──────── Supplied records

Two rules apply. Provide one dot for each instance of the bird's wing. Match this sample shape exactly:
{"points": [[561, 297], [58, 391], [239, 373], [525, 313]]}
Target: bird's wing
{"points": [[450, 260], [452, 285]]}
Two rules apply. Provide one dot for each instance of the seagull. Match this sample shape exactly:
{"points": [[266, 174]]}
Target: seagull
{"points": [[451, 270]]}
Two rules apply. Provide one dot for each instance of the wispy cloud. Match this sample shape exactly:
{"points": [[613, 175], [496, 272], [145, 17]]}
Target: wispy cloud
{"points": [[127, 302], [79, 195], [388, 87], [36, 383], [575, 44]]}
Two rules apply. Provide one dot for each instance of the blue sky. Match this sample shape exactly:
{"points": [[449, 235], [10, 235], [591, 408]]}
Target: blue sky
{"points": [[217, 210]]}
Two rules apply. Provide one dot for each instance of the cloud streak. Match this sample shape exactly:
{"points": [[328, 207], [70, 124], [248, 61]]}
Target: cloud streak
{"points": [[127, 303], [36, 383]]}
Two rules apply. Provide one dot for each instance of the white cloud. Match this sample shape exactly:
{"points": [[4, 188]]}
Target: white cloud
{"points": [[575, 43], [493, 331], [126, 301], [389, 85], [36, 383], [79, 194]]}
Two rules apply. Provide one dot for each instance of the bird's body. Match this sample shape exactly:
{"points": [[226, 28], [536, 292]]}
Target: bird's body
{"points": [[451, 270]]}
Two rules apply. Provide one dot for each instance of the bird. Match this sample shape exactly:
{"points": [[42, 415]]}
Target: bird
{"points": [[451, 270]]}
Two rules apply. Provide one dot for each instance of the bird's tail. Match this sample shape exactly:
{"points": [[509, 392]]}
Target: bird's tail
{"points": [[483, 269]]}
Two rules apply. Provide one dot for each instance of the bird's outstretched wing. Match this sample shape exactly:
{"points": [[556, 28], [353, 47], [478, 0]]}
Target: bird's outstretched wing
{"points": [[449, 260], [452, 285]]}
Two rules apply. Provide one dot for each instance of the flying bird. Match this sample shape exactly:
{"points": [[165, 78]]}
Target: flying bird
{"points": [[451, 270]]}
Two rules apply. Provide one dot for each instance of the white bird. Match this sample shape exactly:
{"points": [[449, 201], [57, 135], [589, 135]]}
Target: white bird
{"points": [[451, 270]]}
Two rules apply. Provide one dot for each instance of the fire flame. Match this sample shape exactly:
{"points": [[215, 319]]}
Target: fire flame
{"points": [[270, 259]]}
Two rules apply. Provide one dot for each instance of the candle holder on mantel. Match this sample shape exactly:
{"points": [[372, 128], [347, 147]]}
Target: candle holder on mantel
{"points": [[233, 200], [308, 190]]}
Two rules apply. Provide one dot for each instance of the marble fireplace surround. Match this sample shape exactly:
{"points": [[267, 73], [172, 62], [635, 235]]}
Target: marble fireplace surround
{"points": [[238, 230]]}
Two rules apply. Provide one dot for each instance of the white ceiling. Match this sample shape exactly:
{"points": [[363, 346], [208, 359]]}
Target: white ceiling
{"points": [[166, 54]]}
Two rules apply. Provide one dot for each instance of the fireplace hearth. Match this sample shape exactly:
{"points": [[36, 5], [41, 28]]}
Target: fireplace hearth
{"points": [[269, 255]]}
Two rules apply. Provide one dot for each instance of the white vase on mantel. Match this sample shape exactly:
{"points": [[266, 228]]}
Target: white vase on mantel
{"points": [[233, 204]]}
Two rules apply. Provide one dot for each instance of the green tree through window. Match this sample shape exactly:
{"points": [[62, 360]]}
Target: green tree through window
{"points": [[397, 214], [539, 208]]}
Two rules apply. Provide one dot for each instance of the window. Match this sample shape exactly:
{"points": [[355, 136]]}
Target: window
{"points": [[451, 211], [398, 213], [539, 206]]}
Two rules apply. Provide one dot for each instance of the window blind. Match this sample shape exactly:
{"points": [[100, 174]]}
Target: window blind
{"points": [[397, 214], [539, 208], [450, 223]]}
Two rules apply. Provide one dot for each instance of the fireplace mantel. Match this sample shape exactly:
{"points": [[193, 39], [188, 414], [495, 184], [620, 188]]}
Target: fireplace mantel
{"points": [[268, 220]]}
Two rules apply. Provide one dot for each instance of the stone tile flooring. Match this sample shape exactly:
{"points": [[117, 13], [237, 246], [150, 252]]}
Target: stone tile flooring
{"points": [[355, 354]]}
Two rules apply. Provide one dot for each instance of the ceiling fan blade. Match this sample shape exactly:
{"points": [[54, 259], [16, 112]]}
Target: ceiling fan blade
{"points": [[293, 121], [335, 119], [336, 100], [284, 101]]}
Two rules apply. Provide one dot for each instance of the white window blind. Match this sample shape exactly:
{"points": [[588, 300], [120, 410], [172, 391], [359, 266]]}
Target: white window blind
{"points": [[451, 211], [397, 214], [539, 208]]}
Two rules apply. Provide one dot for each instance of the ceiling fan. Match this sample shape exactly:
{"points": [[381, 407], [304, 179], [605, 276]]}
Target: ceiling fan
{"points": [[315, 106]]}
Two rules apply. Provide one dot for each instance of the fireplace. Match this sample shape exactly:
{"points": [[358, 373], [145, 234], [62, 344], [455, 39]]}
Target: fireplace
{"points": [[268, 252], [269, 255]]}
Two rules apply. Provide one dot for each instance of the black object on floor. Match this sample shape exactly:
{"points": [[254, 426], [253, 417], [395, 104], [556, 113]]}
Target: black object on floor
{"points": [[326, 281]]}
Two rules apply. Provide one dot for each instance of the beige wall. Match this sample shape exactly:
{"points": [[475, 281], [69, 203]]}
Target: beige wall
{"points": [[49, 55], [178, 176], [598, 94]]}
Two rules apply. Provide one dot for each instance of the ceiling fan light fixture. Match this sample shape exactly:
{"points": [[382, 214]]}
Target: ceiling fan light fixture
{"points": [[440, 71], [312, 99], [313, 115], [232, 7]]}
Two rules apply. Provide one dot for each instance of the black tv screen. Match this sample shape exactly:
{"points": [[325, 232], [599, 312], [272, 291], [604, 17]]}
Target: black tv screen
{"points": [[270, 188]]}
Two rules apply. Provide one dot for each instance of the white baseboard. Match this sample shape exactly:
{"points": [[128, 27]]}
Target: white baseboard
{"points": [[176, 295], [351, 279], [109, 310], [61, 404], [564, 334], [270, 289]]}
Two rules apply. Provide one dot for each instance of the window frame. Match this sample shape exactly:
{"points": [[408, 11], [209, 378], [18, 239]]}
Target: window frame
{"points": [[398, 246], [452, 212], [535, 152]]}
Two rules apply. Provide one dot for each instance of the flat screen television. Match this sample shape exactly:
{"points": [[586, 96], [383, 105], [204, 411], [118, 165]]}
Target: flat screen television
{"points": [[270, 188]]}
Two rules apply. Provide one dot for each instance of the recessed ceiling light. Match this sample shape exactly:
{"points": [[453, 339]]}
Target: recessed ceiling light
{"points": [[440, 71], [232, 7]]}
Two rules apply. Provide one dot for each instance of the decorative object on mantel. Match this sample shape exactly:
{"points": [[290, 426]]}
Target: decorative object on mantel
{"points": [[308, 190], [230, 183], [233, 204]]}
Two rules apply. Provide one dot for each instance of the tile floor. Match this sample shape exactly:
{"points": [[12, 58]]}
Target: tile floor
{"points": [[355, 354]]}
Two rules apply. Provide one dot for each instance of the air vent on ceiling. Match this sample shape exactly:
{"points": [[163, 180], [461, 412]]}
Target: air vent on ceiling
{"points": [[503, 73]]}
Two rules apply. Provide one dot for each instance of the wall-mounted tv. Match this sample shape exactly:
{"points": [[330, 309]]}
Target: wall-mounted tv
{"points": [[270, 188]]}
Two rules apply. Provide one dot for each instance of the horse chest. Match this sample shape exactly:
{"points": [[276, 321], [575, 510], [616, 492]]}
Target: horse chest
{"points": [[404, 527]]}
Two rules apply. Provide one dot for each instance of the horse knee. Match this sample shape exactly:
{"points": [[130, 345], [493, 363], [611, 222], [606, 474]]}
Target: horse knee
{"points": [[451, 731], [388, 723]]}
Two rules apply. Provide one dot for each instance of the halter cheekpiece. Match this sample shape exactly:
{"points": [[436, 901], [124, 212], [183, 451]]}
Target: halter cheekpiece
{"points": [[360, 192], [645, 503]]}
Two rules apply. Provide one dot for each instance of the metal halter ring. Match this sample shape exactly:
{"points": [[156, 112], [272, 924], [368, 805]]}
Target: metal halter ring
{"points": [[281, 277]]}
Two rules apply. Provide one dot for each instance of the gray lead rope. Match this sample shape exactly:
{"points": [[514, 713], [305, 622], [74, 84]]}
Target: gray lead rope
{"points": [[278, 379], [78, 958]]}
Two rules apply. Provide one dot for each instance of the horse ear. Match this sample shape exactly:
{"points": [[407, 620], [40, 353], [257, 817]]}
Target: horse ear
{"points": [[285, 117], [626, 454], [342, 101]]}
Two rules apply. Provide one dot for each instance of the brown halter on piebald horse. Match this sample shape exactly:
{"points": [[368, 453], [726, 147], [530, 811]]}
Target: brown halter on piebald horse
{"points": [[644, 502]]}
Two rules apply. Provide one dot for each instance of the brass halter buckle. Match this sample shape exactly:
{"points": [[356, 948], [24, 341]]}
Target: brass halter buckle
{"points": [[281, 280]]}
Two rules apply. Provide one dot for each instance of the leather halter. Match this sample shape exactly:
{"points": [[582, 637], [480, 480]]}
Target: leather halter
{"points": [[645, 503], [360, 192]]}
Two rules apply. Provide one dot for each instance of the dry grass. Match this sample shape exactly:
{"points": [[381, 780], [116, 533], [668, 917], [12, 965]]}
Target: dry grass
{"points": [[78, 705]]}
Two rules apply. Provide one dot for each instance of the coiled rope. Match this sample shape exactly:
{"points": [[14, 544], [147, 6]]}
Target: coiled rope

────────────────

What to work on -
Return the lines above, from the one containing "of the brown" to the end, exactly as they stand.

Response -
Two rules apply. Provide one dot for each instance of the brown halter on piebald horse. Match this sample shape exactly:
{"points": [[368, 453], [726, 147], [530, 811]]}
Target: brown halter on piebald horse
{"points": [[644, 502]]}
Two rules apply. Provide one dot for each instance of the brass halter buckle. Match this sample shape exactly:
{"points": [[356, 948], [24, 341]]}
Target: brass halter buckle
{"points": [[281, 280]]}
Two rules apply. Provide one dot for each instance of the leather halter. Match this sample shape exactly:
{"points": [[582, 637], [480, 480]]}
Target: leather halter
{"points": [[645, 503], [360, 192]]}
Two rules apply. Provide one dot for each instance of the dry grass. Match this sample shape exactly:
{"points": [[381, 780], [116, 533], [668, 917], [12, 965]]}
Target: dry grass
{"points": [[78, 705]]}
Two rules apply. Provide one dot for each instance of the coiled rope. Match this sample shape exactly:
{"points": [[14, 544], [147, 6]]}
Target: coiled rope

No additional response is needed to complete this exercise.